- ABOUT THIS EXERCISE -
List all lines of the data containing the word "sleeve".

******

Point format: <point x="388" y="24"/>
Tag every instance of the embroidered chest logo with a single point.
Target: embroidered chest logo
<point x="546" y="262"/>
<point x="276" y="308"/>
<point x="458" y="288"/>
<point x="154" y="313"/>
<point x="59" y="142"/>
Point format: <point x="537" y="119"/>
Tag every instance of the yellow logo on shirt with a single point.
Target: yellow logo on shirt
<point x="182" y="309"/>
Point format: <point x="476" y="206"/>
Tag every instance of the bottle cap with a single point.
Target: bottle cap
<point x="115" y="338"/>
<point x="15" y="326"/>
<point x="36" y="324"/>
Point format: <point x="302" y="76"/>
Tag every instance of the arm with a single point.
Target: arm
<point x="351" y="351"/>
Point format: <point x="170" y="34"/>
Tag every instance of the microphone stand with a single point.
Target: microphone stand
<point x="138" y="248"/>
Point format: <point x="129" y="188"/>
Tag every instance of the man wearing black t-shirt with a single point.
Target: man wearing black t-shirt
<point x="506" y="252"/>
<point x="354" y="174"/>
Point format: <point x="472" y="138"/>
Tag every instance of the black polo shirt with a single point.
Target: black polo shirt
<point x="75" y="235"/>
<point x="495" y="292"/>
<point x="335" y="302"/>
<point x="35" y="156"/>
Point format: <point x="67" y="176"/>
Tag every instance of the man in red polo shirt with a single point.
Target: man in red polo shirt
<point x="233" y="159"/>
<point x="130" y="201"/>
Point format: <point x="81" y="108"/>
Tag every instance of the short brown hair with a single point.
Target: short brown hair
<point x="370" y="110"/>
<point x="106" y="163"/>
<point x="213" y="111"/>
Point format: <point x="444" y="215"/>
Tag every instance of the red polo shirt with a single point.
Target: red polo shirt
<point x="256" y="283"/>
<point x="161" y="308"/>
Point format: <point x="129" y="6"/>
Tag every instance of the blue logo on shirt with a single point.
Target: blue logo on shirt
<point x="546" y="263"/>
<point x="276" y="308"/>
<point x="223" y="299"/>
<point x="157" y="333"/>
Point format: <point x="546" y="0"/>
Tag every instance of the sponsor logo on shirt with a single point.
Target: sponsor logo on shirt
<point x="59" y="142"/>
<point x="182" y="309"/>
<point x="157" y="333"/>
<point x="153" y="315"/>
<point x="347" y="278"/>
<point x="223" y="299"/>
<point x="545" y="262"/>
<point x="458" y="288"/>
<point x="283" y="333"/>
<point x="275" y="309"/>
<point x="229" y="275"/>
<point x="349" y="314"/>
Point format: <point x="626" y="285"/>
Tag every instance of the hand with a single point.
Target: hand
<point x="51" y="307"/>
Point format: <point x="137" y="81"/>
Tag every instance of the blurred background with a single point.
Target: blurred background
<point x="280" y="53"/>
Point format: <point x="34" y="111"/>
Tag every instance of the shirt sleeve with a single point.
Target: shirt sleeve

******

- ANSWER TO THE PROBLEM -
Tag every instance of the shirt sleeve with a single point.
Target: shirt sleeve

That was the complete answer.